* What is asked:
Please copy all the lines that follow, word for word.

* Point labeling examples:
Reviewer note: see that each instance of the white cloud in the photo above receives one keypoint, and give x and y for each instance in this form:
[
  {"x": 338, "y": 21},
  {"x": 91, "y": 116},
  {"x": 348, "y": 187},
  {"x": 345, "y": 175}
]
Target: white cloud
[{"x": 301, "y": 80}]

* Correct result:
Reviewer note: see that each instance of the white cloud in the photo above receives one keypoint, and give x and y for each instance in this form:
[
  {"x": 338, "y": 21},
  {"x": 91, "y": 116},
  {"x": 348, "y": 187},
  {"x": 345, "y": 175}
]
Target: white cloud
[{"x": 301, "y": 80}]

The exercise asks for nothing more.